====== AUSGANGSTEXT
RE: 9.tag
 
Üblicherweise werden Kommentare zum Start des Projekts abgegeben. Diesem haben wir in der LABfactory in der Eröffnungspräsentation Raum gegeben. Nach einiger Überlegung habe ich mich doch entschlossen das Projekt NO COMMENT mit einem „Klappentext“ zu versehen. Da AIKO das Projekt als dynamisches Geschehen denkt, fand ich es richtig damit etwas zu warten um zu sehen was sich, so zu sagen von selbst, um das Projekt entwickelt.

NO COMMENT kommentiert eben nicht und wir werden auch nicht mit Fragen strapaziert, wie das oft und gerne im zeitgenössischen Kunstkontext gemacht wird. Das Projekt stellt aber trotzdem, mit fast möchte ich sagen instinktiver Treffsicherheit, im zeitgenössischen Kunstkontext und Diskurs, die Schnittline gegenwärtiger Konfliktreibung her.
Die unpretentziöse Selbsverständlichkeit und Unaufgeblasenheit des Projektgeschehens gibt diesem aber auch die archaische Kraft – wie von Ausgrabungsgegenständen verschollener Kulturen.
============
====== BEREITGESTELLTE DATENSÄTZE
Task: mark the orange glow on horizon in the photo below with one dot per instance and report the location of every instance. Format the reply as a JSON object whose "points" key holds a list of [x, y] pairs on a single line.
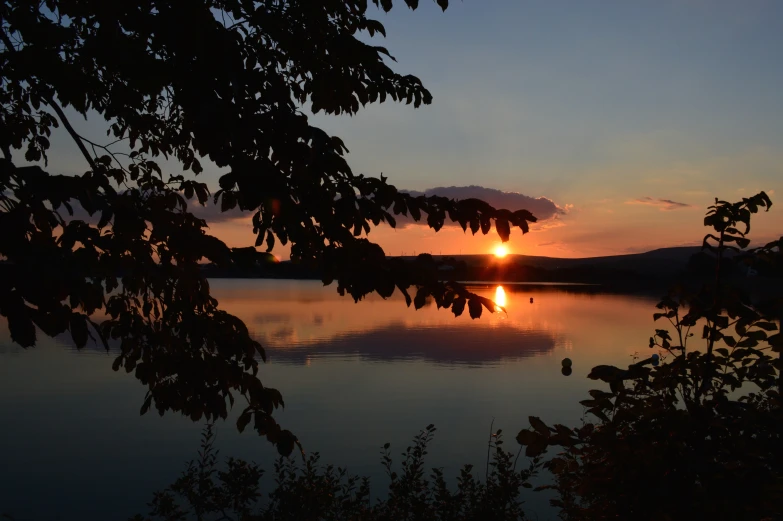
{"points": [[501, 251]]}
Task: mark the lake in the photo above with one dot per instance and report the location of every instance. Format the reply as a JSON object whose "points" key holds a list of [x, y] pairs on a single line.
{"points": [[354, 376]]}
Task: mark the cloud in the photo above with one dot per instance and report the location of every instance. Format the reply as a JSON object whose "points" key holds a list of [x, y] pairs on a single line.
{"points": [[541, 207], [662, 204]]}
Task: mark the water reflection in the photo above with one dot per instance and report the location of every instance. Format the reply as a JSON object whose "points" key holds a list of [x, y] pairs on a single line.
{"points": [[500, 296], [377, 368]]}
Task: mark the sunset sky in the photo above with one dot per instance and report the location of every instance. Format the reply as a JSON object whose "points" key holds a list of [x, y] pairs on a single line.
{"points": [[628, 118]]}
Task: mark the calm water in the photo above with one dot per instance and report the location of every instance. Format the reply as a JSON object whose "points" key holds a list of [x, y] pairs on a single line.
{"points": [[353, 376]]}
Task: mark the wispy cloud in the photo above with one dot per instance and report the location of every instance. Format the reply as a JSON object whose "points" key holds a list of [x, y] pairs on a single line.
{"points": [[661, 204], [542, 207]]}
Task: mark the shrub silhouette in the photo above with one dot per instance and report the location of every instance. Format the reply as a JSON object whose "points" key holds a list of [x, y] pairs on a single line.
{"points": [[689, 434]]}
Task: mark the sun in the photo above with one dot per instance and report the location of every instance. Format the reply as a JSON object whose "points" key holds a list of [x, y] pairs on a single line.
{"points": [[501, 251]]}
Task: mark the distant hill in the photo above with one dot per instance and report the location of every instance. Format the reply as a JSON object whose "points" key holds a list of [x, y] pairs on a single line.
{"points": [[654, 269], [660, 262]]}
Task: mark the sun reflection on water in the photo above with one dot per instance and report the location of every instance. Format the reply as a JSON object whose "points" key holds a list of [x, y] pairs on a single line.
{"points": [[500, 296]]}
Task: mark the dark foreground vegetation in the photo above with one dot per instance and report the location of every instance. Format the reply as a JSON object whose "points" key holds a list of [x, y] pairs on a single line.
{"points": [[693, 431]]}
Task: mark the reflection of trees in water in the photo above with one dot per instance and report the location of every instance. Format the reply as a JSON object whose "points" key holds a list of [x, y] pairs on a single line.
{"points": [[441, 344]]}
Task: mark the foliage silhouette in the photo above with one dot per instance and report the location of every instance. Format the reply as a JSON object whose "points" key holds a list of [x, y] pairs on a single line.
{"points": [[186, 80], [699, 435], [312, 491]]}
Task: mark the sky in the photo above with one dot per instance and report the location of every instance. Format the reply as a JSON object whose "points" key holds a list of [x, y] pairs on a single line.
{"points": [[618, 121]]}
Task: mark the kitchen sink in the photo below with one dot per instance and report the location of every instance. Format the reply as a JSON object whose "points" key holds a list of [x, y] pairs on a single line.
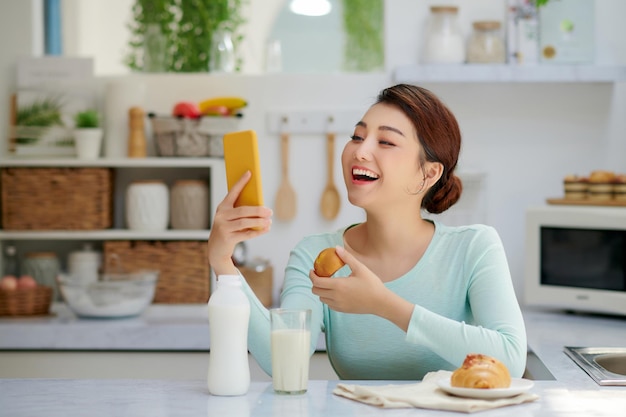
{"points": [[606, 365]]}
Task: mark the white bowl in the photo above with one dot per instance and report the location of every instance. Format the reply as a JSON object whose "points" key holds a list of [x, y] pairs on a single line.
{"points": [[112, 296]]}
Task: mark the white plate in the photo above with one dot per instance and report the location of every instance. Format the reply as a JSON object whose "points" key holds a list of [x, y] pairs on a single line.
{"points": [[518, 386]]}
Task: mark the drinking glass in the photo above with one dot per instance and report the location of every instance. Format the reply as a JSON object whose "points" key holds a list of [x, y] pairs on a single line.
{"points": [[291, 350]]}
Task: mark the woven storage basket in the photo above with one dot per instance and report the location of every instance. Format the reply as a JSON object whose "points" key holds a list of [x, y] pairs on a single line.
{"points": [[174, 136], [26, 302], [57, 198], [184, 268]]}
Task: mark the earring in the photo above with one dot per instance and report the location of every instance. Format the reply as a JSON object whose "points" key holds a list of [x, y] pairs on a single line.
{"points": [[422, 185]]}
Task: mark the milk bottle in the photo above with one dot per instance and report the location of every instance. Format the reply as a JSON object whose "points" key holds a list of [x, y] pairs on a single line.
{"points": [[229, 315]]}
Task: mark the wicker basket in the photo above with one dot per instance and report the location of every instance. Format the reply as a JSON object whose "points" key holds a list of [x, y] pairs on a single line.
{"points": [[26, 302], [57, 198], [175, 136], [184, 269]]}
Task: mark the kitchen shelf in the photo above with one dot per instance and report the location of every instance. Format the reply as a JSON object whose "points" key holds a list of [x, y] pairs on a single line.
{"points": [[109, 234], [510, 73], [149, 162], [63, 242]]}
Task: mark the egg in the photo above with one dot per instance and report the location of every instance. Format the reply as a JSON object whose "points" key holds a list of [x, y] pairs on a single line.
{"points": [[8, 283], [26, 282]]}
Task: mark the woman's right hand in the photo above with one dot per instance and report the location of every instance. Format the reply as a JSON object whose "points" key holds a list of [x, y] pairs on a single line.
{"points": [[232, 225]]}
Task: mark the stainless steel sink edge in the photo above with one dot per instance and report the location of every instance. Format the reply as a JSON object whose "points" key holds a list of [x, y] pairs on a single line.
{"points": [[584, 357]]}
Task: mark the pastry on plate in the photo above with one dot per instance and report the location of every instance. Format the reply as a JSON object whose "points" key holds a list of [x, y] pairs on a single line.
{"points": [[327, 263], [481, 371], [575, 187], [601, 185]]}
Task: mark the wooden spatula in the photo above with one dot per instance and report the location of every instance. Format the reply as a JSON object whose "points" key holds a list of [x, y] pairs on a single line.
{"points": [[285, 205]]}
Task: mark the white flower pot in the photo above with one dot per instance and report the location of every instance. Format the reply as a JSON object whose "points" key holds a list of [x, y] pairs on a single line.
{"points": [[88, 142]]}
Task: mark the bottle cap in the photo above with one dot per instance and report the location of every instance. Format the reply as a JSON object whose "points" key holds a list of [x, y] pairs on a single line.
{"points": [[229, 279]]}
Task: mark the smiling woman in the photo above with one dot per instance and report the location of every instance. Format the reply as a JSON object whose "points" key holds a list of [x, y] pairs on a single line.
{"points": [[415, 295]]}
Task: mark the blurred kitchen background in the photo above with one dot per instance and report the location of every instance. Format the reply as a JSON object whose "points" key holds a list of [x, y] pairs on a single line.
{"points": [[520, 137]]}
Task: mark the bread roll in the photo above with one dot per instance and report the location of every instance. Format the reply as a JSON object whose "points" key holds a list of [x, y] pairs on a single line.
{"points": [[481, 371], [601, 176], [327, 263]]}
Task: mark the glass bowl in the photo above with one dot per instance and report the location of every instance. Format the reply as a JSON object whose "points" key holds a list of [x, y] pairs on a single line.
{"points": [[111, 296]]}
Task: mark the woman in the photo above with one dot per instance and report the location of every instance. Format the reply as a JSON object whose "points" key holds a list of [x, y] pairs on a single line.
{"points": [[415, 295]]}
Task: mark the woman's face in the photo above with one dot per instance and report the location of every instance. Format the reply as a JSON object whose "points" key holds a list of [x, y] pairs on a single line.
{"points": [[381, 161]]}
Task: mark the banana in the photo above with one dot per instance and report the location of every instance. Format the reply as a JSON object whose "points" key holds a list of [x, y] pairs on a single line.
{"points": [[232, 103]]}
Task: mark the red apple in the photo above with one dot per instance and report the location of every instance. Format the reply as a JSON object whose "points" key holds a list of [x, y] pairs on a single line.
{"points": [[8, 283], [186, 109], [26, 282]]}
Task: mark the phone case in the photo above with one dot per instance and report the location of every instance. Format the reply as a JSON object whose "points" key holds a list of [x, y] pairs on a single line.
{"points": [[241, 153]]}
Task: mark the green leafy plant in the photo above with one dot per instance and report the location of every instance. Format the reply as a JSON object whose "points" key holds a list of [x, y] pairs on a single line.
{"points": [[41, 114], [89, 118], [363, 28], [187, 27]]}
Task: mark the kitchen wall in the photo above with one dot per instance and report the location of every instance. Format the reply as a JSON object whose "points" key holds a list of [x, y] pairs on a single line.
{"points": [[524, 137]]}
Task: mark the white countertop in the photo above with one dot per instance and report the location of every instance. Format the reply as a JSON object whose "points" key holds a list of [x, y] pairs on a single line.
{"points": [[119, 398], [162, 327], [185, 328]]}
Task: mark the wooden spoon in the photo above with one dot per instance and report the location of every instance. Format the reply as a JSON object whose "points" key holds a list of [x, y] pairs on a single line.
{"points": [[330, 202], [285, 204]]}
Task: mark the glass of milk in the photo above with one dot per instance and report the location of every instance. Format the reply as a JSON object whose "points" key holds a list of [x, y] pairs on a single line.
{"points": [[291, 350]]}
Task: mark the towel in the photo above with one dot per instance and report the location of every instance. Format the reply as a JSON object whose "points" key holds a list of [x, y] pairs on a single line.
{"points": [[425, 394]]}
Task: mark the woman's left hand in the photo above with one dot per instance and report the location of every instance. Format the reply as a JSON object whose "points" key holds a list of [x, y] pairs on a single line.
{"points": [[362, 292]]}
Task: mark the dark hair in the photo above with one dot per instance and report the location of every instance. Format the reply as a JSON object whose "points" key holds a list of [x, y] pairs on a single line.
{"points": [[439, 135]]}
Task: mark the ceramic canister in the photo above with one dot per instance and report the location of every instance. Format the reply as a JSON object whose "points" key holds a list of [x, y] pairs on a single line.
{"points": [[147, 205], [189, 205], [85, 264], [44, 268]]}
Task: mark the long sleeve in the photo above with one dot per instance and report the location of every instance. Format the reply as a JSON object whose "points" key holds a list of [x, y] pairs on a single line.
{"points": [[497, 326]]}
============
ANFORDERUNGEN:
Nimm den Text über das Projekt NO COMMENT nach seinem letzten Satz wieder auf und schreibe ihn weiter. Die Datensätze stehen in keinem Zusammenhang mit dem Text über das Projekt NO COMMENT.

ANTWORT ZUR AUFGABE:
Ich will jetzt nicht mit persönlichen Interpretationen langweilen, auch keine Analyse liefern, sondern nur einpaar Kontextlayer andenken die im lesen der „Landkarte“ des Projekts je unterschiedliche Schnittflächen ergeben –gerade auch hier im elektronischen Raum der ja im Zusammenhang mit dem Projekt ein zweites „Rückfenster“ offen hält.

Im soziopolitischen Layer drängt sich natürlich die viel zitierte rasch wachsende „Exhibitionsgesellschaft“ der elektronischen Mediengeneration auf.
Der Mensch der sich nur in seiner Konnektivität mit einem möglichst grossen elektronischen Sozialnetz in der Welt beziehungsweise existent fühlt. Ich will hier die Hintergründe wie z.B. das Manko an physischen Sozialkontakten etc. nicht weiter erörtern. Diese Diskurse finden sowieso anderswo zur Genüge statt und können als bekannt vorausgesetzt werden. Das Private Leben im Schaufenster, auf dem Display, lässt sich mit all seinen Blüten auf My Space, Facebook, YouTube und den unzähligen Blogs, und Internetforen täglich studieren.
Realityshows im Fernsehen waren da Anfang und jetzt noch Spitze des Eisbergs einer fast schon an Verzweiflung grenzenden Exhibitionismusdrangs der vor eigener Erniedrigung nicht zurückschreckt und das Ringen um Existenz abbildet. Damit auch etwas archaisches bekommt.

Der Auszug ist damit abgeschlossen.